INPUT RECORDS
^^^^^^^^^^^^^^^^

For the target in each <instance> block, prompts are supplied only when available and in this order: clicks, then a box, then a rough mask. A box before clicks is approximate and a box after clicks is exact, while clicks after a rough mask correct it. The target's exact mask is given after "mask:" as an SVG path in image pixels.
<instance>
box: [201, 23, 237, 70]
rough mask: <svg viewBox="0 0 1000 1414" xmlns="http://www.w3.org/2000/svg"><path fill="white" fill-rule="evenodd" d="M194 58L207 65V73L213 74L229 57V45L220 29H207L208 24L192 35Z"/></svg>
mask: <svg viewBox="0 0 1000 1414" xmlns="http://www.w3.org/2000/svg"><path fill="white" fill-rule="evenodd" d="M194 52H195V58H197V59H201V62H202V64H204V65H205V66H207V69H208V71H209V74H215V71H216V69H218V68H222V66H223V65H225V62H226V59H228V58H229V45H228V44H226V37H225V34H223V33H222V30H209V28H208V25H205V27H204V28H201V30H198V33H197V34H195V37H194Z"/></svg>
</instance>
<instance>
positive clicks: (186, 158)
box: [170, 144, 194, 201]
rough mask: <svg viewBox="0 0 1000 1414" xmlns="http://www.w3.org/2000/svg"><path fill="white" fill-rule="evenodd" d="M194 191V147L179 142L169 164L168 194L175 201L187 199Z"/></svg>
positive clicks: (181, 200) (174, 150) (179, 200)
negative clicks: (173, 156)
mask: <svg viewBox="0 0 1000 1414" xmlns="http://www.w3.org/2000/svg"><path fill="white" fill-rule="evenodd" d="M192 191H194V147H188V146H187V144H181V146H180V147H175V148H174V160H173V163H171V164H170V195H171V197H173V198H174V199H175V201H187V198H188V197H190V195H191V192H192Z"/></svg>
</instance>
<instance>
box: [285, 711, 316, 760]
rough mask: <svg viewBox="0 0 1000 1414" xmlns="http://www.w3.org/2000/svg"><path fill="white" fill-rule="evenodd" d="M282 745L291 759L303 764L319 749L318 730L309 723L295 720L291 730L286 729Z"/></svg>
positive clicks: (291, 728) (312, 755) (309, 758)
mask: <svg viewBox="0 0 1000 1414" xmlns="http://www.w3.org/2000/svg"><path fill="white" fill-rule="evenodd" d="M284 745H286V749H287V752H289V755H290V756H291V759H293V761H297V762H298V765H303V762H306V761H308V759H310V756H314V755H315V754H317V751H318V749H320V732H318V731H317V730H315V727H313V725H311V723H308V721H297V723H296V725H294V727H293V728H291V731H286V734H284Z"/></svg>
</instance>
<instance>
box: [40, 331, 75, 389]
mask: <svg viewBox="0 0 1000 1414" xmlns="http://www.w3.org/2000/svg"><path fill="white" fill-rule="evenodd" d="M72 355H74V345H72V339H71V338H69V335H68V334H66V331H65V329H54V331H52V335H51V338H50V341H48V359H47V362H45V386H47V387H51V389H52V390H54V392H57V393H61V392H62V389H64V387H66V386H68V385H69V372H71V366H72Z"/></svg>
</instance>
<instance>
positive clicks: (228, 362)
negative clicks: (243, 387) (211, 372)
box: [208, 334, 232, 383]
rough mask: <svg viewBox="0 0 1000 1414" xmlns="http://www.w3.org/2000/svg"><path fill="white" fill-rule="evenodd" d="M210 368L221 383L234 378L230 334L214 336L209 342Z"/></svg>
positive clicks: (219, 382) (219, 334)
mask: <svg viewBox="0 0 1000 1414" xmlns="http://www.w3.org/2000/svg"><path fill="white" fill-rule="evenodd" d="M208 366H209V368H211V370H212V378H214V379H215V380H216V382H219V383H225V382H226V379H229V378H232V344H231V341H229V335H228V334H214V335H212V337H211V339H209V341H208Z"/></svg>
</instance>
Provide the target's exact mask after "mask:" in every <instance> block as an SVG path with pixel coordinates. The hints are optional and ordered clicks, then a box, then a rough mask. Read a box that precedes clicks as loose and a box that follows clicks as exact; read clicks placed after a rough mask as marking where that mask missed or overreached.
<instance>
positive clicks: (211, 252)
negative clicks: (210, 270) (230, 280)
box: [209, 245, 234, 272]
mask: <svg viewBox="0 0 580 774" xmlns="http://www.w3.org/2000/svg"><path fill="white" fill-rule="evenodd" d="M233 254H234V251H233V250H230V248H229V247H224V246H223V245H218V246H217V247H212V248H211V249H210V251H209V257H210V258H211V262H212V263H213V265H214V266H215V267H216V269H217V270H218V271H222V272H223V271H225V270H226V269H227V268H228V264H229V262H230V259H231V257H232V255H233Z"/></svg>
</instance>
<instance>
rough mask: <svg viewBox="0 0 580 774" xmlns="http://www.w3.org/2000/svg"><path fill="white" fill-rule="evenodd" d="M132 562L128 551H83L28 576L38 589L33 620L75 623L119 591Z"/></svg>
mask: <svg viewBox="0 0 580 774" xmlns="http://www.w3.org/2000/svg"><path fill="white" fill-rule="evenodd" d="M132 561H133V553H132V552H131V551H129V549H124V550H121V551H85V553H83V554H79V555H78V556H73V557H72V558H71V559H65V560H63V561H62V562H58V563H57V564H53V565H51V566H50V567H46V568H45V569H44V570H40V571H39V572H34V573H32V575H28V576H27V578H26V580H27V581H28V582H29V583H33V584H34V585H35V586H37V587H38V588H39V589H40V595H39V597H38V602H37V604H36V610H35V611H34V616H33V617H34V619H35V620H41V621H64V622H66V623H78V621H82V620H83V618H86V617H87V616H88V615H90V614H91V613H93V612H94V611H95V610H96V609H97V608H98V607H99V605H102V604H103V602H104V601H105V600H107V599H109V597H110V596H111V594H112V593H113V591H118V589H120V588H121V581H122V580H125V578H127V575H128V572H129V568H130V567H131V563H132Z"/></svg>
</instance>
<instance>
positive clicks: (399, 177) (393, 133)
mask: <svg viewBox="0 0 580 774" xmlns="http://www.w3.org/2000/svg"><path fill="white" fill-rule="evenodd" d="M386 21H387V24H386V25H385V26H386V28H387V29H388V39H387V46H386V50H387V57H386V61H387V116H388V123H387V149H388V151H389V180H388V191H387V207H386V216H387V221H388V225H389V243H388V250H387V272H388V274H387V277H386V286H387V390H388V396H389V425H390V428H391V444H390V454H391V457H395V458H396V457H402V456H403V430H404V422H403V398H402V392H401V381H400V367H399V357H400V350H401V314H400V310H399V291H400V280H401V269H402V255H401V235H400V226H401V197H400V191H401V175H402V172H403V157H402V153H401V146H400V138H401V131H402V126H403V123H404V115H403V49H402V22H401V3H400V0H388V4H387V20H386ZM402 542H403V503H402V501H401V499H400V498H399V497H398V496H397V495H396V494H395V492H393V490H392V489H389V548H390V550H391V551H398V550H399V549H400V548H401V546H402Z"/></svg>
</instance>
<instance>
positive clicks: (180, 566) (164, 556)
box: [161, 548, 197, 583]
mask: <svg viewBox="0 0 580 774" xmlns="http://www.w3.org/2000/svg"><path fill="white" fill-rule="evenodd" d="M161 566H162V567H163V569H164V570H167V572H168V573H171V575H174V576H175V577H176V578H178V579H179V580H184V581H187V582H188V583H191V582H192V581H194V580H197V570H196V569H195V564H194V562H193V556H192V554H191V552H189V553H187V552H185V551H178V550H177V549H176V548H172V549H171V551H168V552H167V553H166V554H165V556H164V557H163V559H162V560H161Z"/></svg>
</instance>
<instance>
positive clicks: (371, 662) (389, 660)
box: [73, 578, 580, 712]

^^^^^^^^^^^^^^^^

INSTRUCTION
An exact transcription of the data above is required.

EXERCISE RESPONSE
For the target in each <instance> block, prompts are supplied only when available and in this order: clicks, then a box, then a rough mask. A box before clicks is approximate and a box after clicks is exact, while clicks after a rough mask correct it. The target's exact mask is given after "mask:" as an SVG path in image pixels.
<instance>
box: [201, 23, 237, 70]
rough mask: <svg viewBox="0 0 1000 1414" xmlns="http://www.w3.org/2000/svg"><path fill="white" fill-rule="evenodd" d="M194 58L207 65V73L213 74L229 57V45L220 29H207L208 24L192 35Z"/></svg>
mask: <svg viewBox="0 0 1000 1414" xmlns="http://www.w3.org/2000/svg"><path fill="white" fill-rule="evenodd" d="M194 52H195V58H197V59H201V62H202V64H204V65H205V66H207V69H208V71H209V74H215V71H216V69H218V68H222V66H223V65H225V62H226V59H228V58H229V45H228V44H226V37H225V34H223V33H222V30H209V28H208V25H205V27H204V28H201V30H198V33H197V34H195V37H194Z"/></svg>
</instance>
<instance>
positive clicks: (186, 158)
box: [170, 144, 194, 201]
rough mask: <svg viewBox="0 0 1000 1414" xmlns="http://www.w3.org/2000/svg"><path fill="white" fill-rule="evenodd" d="M194 191V147L179 142L169 164L168 194L175 201L187 199Z"/></svg>
positive clicks: (181, 200) (174, 150) (179, 200)
negative clicks: (173, 156)
mask: <svg viewBox="0 0 1000 1414" xmlns="http://www.w3.org/2000/svg"><path fill="white" fill-rule="evenodd" d="M192 191H194V147H188V146H187V144H181V146H180V147H175V148H174V160H173V163H171V164H170V195H171V197H173V198H174V199H175V201H187V198H188V197H190V195H191V192H192Z"/></svg>
</instance>
<instance>
box: [285, 711, 316, 760]
rough mask: <svg viewBox="0 0 1000 1414" xmlns="http://www.w3.org/2000/svg"><path fill="white" fill-rule="evenodd" d="M282 745L291 759L303 764L319 749L318 730L309 723L295 720L291 730L286 729Z"/></svg>
positive clicks: (291, 728) (312, 755) (309, 758)
mask: <svg viewBox="0 0 1000 1414" xmlns="http://www.w3.org/2000/svg"><path fill="white" fill-rule="evenodd" d="M284 745H286V749H287V752H289V755H290V756H291V759H293V761H297V762H298V765H303V762H306V761H308V759H310V756H314V755H315V754H317V751H318V749H320V732H318V731H317V730H315V727H313V725H311V723H308V721H297V723H296V725H294V727H293V728H291V731H286V734H284Z"/></svg>
</instance>
<instance>
box: [40, 331, 75, 389]
mask: <svg viewBox="0 0 1000 1414" xmlns="http://www.w3.org/2000/svg"><path fill="white" fill-rule="evenodd" d="M72 355H74V345H72V339H71V338H69V335H68V334H66V331H65V329H54V331H52V335H51V338H50V341H48V359H47V362H45V386H47V387H51V389H52V390H54V392H57V393H61V392H62V389H64V387H66V386H68V385H69V372H71V366H72Z"/></svg>
</instance>
<instance>
positive clicks: (228, 362)
negative clicks: (243, 387) (211, 372)
box: [208, 334, 232, 383]
rough mask: <svg viewBox="0 0 1000 1414" xmlns="http://www.w3.org/2000/svg"><path fill="white" fill-rule="evenodd" d="M210 368L221 383L234 378L230 334L214 336L209 342Z"/></svg>
positive clicks: (219, 382) (219, 334)
mask: <svg viewBox="0 0 1000 1414" xmlns="http://www.w3.org/2000/svg"><path fill="white" fill-rule="evenodd" d="M208 366H209V368H211V370H212V378H214V379H215V380H216V382H219V383H225V382H226V379H229V378H232V344H231V341H229V335H228V334H214V335H212V337H211V339H209V341H208Z"/></svg>
</instance>
Provide the target's exact mask after "mask:" in every <instance> block as an SVG path with pixel coordinates. The hints are optional and ordered clicks, then a box, then a rough mask. Read a box that precedes clicks as loose and a box that follows clicks as exact; read clicks placed after a rough mask as marking where that mask missed or overreached.
<instance>
positive clicks: (211, 252)
negative clicks: (210, 270) (230, 280)
box: [209, 245, 234, 272]
mask: <svg viewBox="0 0 580 774" xmlns="http://www.w3.org/2000/svg"><path fill="white" fill-rule="evenodd" d="M233 254H234V251H233V250H230V248H229V247H224V246H223V245H218V246H217V247H212V248H211V249H210V251H209V257H210V258H211V262H212V263H213V265H214V266H215V267H216V269H217V270H218V271H222V272H223V271H225V270H226V269H227V268H228V264H229V262H230V259H231V257H232V255H233Z"/></svg>
</instance>
<instance>
rough mask: <svg viewBox="0 0 580 774" xmlns="http://www.w3.org/2000/svg"><path fill="white" fill-rule="evenodd" d="M132 562L128 551H83L28 576L38 589L33 620L75 623L119 591Z"/></svg>
mask: <svg viewBox="0 0 580 774" xmlns="http://www.w3.org/2000/svg"><path fill="white" fill-rule="evenodd" d="M132 561H133V553H132V552H131V551H129V549H124V550H121V551H85V553H83V554H79V555H78V556H73V557H72V558H71V559H65V560H63V561H62V562H58V563H57V564H53V565H51V566H50V567H46V568H45V569H44V570H40V571H39V572H34V573H32V575H28V576H27V578H26V580H27V581H28V582H29V583H33V584H34V585H35V586H37V587H38V588H39V589H40V595H39V597H38V602H37V604H36V610H35V611H34V616H33V617H34V619H35V620H41V621H64V622H66V623H78V621H82V620H83V618H86V617H87V616H88V615H90V614H91V613H93V612H94V611H95V610H96V609H97V608H98V607H99V605H102V604H103V602H104V601H105V600H107V599H109V597H110V596H111V594H112V593H113V591H118V589H120V588H121V581H122V580H125V578H127V575H128V572H129V568H130V567H131V563H132Z"/></svg>
</instance>
<instance>
positive clicks: (399, 177) (393, 133)
mask: <svg viewBox="0 0 580 774" xmlns="http://www.w3.org/2000/svg"><path fill="white" fill-rule="evenodd" d="M386 21H387V24H386V25H385V26H386V28H387V29H388V39H387V46H386V50H387V57H386V61H387V116H388V123H387V149H388V151H389V180H388V191H387V207H386V216H387V221H388V225H389V243H388V250H387V272H388V274H387V277H386V286H387V390H388V396H389V425H390V428H391V444H390V454H391V457H395V458H396V457H402V456H403V430H404V422H403V398H402V392H401V381H400V367H399V357H400V350H401V314H400V310H399V291H400V280H401V269H402V255H401V235H400V226H401V197H400V191H401V175H402V172H403V157H402V153H401V146H400V138H401V131H402V126H403V123H404V115H403V49H402V22H401V3H400V0H388V4H387V20H386ZM402 542H403V503H402V501H401V499H400V498H399V497H398V496H397V495H396V494H395V492H393V490H392V489H389V548H390V550H391V551H398V550H399V549H400V548H401V546H402Z"/></svg>
</instance>
<instance>
positive clicks: (180, 566) (164, 556)
box: [161, 548, 197, 583]
mask: <svg viewBox="0 0 580 774" xmlns="http://www.w3.org/2000/svg"><path fill="white" fill-rule="evenodd" d="M161 566H162V567H163V569H164V570H167V572H168V573H171V575H174V576H175V577H176V578H178V579H179V580H184V581H187V582H188V583H191V582H192V581H194V580H197V570H196V569H195V564H194V562H193V556H192V554H191V552H189V553H187V552H185V551H178V550H177V549H176V548H172V549H171V551H168V552H167V553H166V554H165V556H164V557H163V559H162V560H161Z"/></svg>
</instance>
<instance>
positive clicks: (371, 662) (389, 660)
box: [73, 578, 580, 712]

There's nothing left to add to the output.